**TASK TO COMPLETE:** Give the rows from the very first line through the line containing "Could you please", inclusive, as a numbered list with blank lines left out.

**DATA ENTRIES:**
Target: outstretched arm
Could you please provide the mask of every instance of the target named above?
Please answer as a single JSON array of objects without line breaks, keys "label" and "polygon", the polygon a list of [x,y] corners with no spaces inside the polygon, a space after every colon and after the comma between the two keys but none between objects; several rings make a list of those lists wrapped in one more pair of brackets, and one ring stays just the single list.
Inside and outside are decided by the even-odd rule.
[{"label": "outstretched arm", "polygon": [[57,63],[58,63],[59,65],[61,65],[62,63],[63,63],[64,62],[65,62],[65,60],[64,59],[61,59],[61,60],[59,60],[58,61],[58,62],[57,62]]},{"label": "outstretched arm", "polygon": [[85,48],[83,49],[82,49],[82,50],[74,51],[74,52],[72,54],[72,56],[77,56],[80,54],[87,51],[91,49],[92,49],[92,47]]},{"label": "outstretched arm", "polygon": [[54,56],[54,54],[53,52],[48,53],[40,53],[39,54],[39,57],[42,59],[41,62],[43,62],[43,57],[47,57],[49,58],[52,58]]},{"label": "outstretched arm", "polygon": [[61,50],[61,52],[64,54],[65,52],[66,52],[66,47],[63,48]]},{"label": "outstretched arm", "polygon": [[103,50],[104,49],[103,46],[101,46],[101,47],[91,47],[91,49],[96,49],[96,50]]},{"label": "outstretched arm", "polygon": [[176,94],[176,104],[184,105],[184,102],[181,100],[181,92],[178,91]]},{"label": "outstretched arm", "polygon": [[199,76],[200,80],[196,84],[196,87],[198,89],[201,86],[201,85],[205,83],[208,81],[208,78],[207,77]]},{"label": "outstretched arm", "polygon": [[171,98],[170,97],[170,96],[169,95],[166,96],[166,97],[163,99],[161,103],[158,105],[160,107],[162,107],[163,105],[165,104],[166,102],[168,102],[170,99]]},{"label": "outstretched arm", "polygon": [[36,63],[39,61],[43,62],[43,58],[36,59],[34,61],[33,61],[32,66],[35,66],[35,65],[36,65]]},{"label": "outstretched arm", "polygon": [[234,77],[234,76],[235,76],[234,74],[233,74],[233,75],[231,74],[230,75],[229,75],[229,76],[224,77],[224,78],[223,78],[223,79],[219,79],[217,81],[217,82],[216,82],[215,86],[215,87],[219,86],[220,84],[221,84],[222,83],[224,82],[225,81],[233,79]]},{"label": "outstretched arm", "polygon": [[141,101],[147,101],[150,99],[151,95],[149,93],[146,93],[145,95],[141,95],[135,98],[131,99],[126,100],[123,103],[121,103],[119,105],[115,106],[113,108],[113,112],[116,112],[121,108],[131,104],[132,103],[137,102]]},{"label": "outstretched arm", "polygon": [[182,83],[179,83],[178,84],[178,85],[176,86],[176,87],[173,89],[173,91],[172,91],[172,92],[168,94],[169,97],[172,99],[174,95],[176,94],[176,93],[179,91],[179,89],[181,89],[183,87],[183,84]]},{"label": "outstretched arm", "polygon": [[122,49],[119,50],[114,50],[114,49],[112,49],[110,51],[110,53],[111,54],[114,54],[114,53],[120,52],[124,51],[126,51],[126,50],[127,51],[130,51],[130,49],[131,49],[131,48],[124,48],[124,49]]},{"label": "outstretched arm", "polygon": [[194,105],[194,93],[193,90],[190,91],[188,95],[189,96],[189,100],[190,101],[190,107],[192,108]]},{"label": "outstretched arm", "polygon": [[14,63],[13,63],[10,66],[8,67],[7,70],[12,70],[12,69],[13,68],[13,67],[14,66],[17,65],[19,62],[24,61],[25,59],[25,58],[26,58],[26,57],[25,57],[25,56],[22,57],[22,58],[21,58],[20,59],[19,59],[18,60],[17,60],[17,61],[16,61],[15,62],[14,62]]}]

**OUTPUT OF THE EXERCISE:**
1. Target: outstretched arm
2. Could you please provide the mask of every instance of the target named above?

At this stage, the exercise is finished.